▶ **Stated task**: Convert the rows into a JSON list of strings, one string per line, starting with the line that contains "Would you kindly locate the arched window" and continuing through the end of the rows, both included. Skip blank lines and leave the pictures out.

((

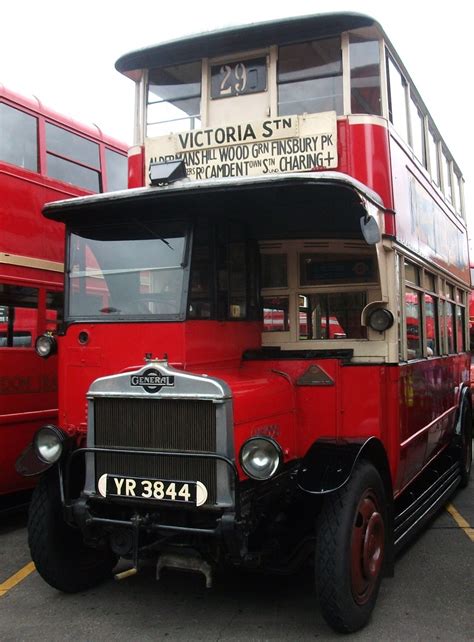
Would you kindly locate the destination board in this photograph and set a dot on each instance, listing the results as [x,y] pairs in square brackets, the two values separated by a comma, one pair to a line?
[284,144]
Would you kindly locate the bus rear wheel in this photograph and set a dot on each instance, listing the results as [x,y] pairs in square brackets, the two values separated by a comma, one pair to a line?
[350,550]
[58,550]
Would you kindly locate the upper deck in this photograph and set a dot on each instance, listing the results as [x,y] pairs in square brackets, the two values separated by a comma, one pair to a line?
[280,96]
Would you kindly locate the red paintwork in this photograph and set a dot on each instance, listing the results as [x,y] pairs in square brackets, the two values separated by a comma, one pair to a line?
[409,407]
[28,384]
[136,166]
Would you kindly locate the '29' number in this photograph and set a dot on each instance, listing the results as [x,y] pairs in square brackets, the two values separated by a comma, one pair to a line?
[234,79]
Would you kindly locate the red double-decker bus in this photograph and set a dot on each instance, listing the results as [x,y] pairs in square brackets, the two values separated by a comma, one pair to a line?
[43,157]
[292,181]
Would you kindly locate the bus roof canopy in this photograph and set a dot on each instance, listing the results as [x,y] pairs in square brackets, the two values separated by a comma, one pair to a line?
[325,204]
[233,39]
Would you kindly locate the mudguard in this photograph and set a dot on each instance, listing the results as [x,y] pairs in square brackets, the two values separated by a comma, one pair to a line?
[464,397]
[328,464]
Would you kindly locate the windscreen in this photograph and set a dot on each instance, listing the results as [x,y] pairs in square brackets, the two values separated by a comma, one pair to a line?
[123,270]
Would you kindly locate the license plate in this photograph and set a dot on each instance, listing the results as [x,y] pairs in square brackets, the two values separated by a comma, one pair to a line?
[194,492]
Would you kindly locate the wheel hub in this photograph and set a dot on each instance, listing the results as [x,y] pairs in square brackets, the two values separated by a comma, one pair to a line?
[367,547]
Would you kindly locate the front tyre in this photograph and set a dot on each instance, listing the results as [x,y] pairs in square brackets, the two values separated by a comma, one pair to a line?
[350,550]
[58,551]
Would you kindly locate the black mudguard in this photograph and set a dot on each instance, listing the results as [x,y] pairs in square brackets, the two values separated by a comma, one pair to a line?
[328,464]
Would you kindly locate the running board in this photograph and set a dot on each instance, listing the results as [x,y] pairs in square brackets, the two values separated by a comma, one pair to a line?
[423,503]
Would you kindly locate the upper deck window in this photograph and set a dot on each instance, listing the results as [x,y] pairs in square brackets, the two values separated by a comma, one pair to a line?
[365,75]
[116,170]
[18,138]
[446,170]
[434,161]
[397,100]
[174,99]
[72,158]
[310,77]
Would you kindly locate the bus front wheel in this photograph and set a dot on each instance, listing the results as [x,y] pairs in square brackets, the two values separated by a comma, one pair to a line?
[58,550]
[350,550]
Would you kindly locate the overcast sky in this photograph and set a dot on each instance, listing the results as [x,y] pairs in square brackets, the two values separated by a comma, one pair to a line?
[64,52]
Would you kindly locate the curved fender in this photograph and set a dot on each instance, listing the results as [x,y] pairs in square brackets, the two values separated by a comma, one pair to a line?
[464,397]
[328,464]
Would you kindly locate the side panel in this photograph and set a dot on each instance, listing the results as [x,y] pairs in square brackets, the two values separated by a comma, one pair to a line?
[364,154]
[428,397]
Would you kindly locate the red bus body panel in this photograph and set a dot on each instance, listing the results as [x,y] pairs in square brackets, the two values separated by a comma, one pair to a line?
[28,243]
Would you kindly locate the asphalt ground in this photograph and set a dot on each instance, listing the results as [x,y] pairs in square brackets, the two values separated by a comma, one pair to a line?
[430,598]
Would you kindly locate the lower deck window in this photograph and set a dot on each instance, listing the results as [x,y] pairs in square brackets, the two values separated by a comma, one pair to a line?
[331,316]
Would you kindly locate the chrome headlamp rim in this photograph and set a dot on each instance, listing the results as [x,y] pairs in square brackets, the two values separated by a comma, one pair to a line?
[277,462]
[56,443]
[49,345]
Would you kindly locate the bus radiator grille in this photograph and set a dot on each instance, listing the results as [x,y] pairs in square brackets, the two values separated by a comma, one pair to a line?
[179,425]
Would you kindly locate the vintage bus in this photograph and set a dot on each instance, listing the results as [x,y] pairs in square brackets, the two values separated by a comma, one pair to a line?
[43,157]
[287,171]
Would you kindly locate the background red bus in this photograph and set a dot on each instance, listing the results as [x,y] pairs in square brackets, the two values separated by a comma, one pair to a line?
[44,156]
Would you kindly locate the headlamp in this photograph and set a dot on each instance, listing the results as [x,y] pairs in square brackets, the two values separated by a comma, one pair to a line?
[49,443]
[380,319]
[46,345]
[260,457]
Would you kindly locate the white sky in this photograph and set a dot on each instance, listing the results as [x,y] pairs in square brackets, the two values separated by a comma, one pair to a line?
[64,52]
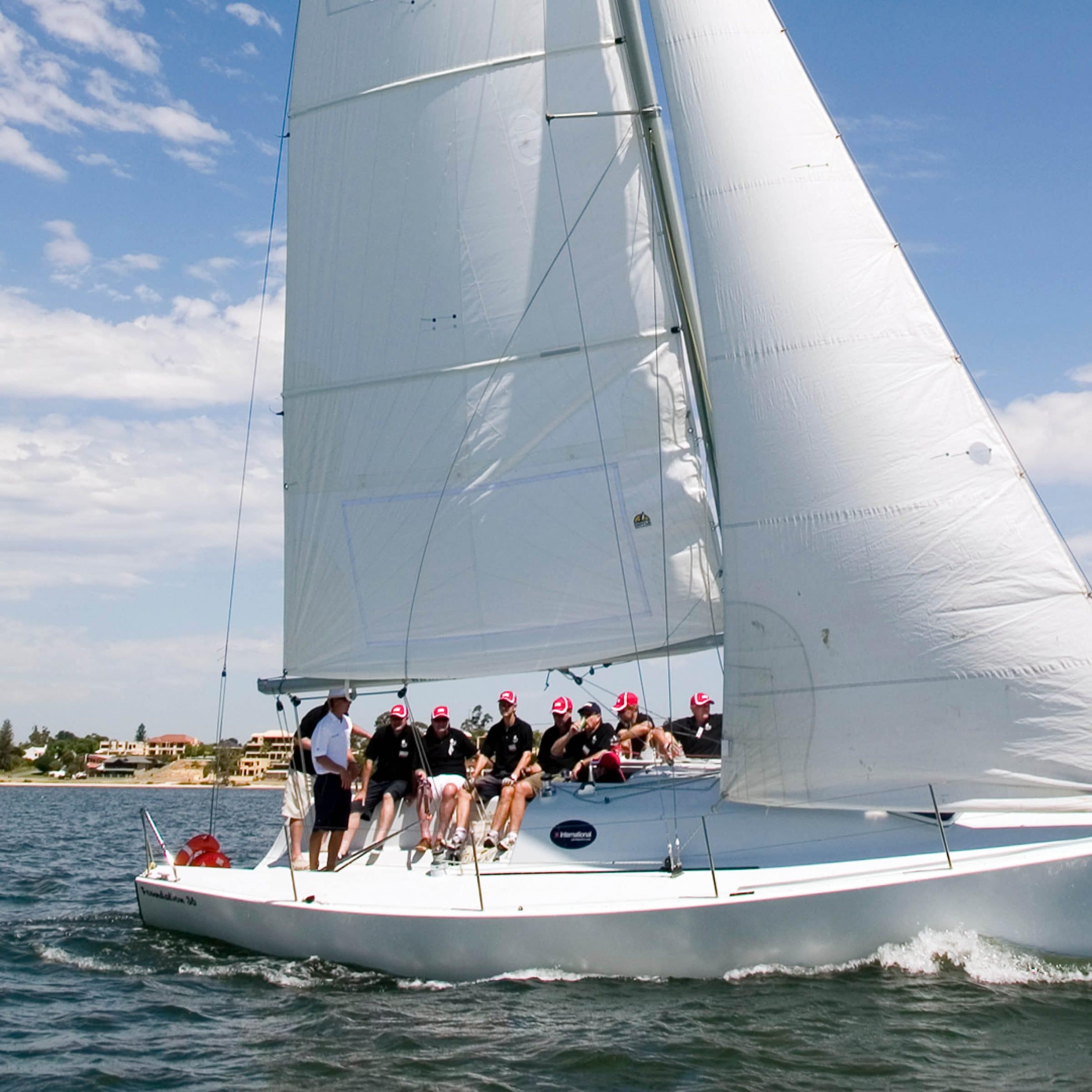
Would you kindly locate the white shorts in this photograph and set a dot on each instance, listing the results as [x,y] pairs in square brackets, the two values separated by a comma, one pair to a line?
[441,780]
[298,795]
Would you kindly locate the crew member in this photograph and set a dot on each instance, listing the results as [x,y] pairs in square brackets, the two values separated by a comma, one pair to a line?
[334,784]
[589,746]
[700,732]
[391,759]
[446,752]
[508,744]
[523,792]
[636,729]
[298,790]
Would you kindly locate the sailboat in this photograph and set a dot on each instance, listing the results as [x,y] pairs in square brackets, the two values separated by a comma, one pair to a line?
[561,391]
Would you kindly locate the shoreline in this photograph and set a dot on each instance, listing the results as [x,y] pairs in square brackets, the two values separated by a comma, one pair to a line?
[57,784]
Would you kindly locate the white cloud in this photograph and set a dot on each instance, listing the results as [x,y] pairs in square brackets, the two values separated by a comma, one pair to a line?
[36,90]
[259,236]
[253,15]
[198,354]
[99,503]
[196,161]
[231,74]
[113,685]
[207,270]
[86,25]
[147,295]
[66,249]
[1053,435]
[101,160]
[17,150]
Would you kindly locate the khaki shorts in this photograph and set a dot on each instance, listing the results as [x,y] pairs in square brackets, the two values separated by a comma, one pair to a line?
[298,794]
[536,781]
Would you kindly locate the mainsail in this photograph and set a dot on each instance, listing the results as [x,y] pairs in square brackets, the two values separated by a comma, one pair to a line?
[899,610]
[490,462]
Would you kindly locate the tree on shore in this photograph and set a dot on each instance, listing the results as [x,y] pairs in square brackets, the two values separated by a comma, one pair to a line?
[478,723]
[39,736]
[10,756]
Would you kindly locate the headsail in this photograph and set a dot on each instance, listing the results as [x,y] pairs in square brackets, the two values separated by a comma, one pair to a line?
[489,450]
[899,609]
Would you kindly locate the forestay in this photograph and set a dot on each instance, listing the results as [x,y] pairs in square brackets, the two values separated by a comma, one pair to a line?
[483,392]
[900,610]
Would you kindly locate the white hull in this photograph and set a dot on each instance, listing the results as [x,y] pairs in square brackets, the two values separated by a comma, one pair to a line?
[607,919]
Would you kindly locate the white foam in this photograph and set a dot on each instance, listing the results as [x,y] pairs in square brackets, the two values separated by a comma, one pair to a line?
[534,975]
[53,955]
[933,951]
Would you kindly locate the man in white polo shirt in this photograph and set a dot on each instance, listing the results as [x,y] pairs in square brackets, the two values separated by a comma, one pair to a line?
[336,770]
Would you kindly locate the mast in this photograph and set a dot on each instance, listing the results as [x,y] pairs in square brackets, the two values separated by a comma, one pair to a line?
[671,213]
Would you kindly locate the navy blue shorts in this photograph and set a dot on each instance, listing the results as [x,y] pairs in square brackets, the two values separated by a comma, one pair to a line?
[331,803]
[377,790]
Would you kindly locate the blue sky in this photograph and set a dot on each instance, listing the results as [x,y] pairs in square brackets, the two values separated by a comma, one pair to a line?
[137,157]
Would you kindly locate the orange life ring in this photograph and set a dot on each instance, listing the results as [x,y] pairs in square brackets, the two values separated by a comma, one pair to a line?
[198,845]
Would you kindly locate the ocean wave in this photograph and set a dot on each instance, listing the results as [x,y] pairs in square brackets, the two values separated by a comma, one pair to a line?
[933,951]
[534,975]
[54,955]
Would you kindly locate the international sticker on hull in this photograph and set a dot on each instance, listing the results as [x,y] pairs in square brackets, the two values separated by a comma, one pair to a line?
[572,834]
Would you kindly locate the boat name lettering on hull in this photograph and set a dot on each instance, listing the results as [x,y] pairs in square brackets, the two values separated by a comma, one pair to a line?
[168,897]
[572,834]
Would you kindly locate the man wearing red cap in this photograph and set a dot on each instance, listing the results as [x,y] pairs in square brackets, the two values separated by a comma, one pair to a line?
[509,744]
[700,732]
[515,799]
[636,729]
[446,752]
[390,765]
[589,747]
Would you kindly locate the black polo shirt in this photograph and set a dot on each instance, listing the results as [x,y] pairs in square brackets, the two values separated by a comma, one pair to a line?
[448,755]
[636,743]
[505,745]
[302,757]
[589,743]
[700,743]
[546,760]
[396,754]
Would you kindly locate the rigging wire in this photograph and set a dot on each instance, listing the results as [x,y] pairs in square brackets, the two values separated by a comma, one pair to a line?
[596,403]
[250,419]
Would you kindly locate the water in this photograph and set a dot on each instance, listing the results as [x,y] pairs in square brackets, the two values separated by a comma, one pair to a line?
[91,1000]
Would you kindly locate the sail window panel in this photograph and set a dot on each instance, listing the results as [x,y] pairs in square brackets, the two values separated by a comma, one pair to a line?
[347,51]
[923,623]
[522,569]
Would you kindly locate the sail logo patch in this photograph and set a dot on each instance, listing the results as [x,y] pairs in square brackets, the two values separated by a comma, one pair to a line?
[572,834]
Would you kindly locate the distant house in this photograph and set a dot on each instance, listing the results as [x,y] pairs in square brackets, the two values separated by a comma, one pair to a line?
[124,747]
[121,767]
[268,753]
[171,746]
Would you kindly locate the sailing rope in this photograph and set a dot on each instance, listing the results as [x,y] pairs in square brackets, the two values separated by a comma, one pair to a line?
[486,392]
[246,447]
[591,384]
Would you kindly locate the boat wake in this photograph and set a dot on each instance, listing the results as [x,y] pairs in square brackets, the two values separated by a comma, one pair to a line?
[937,951]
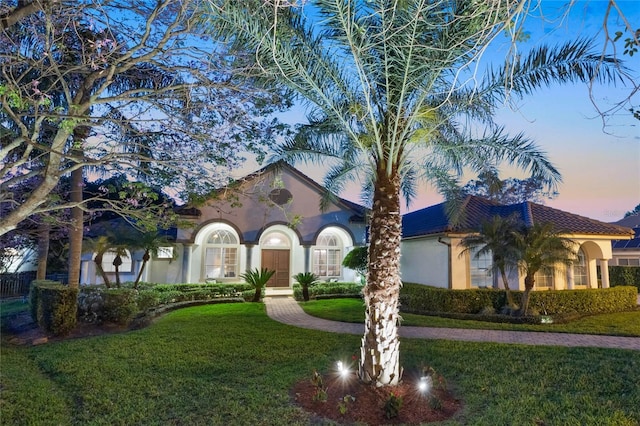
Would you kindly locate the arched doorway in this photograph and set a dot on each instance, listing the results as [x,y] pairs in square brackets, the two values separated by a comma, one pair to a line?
[276,256]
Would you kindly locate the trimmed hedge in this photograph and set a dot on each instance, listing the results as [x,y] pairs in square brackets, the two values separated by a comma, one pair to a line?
[56,307]
[210,289]
[98,304]
[590,301]
[329,290]
[120,305]
[624,275]
[419,298]
[416,298]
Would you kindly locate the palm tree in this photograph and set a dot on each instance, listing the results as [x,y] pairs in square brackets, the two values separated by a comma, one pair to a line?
[119,248]
[540,247]
[381,80]
[99,246]
[258,278]
[497,238]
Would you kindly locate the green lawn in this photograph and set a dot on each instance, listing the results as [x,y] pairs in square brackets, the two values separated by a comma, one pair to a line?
[352,310]
[232,365]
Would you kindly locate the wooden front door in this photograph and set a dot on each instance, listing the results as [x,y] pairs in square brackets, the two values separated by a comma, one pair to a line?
[277,260]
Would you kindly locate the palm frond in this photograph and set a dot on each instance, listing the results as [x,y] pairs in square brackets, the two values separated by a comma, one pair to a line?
[571,62]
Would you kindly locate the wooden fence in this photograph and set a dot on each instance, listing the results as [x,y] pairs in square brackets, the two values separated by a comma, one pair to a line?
[16,284]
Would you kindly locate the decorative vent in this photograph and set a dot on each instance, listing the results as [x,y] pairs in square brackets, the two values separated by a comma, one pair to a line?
[280,196]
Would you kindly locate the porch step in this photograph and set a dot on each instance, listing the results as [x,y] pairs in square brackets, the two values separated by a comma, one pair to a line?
[278,291]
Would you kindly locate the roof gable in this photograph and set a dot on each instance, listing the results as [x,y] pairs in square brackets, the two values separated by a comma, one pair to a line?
[357,210]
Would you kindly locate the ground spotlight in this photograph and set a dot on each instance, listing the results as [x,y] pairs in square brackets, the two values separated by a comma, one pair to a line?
[343,370]
[424,384]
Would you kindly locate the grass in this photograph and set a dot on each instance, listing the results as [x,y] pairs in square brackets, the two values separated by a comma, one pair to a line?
[232,365]
[352,310]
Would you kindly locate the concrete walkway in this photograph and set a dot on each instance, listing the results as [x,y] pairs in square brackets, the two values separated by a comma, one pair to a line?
[286,310]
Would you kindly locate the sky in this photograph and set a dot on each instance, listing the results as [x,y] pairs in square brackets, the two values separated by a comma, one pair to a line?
[599,161]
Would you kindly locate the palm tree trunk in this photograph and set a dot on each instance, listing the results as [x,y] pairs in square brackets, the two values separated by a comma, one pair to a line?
[98,262]
[507,290]
[529,281]
[43,250]
[76,230]
[380,350]
[145,258]
[117,261]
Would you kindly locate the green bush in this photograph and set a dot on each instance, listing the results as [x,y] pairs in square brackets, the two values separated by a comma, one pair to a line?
[91,303]
[56,307]
[119,305]
[420,299]
[147,299]
[416,298]
[624,275]
[590,301]
[33,296]
[324,289]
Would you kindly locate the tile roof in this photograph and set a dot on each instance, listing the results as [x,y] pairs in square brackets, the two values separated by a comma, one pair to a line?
[473,211]
[632,221]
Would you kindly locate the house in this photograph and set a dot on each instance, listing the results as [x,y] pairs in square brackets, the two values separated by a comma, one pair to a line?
[627,252]
[269,219]
[432,254]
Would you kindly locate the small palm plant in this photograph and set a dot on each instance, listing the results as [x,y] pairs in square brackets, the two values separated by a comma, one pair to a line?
[258,278]
[305,279]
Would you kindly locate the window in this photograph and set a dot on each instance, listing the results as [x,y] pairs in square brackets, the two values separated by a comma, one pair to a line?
[221,255]
[480,268]
[327,258]
[580,276]
[544,279]
[165,253]
[107,262]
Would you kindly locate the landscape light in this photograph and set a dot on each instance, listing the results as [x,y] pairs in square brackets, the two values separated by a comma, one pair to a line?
[424,385]
[342,369]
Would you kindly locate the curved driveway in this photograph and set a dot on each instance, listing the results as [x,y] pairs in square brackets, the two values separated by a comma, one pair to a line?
[286,310]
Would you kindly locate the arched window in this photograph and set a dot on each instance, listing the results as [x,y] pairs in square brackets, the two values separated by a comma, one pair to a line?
[544,279]
[221,254]
[480,268]
[327,256]
[580,275]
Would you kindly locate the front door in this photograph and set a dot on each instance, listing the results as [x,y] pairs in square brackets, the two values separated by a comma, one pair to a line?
[277,260]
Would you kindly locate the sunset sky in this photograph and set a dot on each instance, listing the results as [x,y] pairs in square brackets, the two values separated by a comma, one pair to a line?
[599,161]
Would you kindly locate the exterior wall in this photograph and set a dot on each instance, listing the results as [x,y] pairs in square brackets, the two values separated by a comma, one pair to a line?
[424,261]
[253,216]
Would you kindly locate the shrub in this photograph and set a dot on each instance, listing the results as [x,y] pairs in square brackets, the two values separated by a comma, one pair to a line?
[119,305]
[56,307]
[33,296]
[305,279]
[329,290]
[422,299]
[590,301]
[624,275]
[91,304]
[147,299]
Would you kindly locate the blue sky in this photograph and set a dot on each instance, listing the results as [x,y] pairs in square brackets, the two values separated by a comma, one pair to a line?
[599,161]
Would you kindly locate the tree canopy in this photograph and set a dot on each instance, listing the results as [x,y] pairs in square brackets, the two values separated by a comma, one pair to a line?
[390,91]
[159,99]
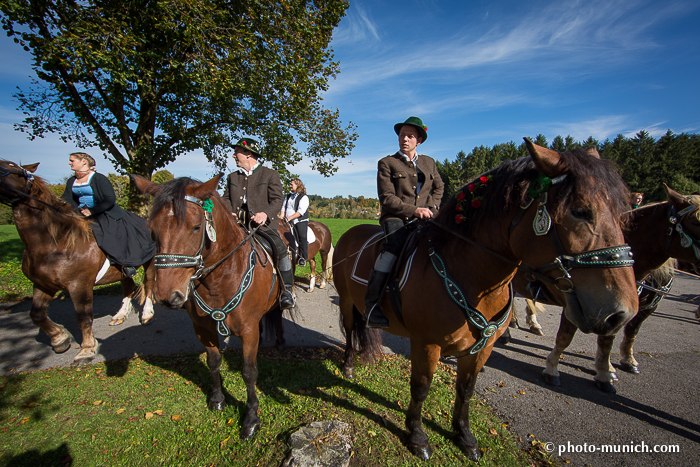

))

▶ **Task solution**:
[
  "Would you kindly locate the arched window in this photograph and set a dot on each instance, listing the results as [x,y] pairs in square brackets, the two values separated by a comma, one pair to a line?",
  "[544,279]",
  "[221,254]",
  "[480,268]",
  "[327,256]",
  "[580,275]",
  "Would you kindly locate the front door in this photograph and set a dot on each instance, listing the results as [x,y] pairs in square brackets, the two values separated by a comma, one pair to a line?",
  "[277,260]",
  "Would you kindly locate the sunset sky in this photograph and set a dot on each instance, listing the results as [x,y] pairs in square brackets, the two values separated by a comma, one pair to a line?",
  "[599,161]",
  "Would you kindly locate the exterior wall in this photograph and set a dot on each instance, listing the results as [x,y] pairs in square brackets, the two values separated by a comma, one pair to a line?",
  "[424,261]",
  "[253,216]",
  "Would you kindly locate the shrub in this photograph and set a dot on each instance, listing the results as [x,y] pairs in square brackets, the two values separated by a comma, one pair to a line?",
  "[119,305]",
  "[56,307]",
  "[33,296]",
  "[305,279]",
  "[329,290]",
  "[422,299]",
  "[590,301]",
  "[624,275]",
  "[91,304]",
  "[147,299]",
  "Would you kindly locate the blue sky in this photograph and set a dot on each instance, listing the results as [x,y] pairs in square brackets, the two values separated by a comma, one pair to a line?",
  "[599,161]",
  "Would you kindly locate the tree canopy in this photograph and set a dot on each instance, listing the results as [x,y] pairs in square brackets, the two values separated by a comma, one pair to a line?",
  "[390,91]",
  "[159,99]"
]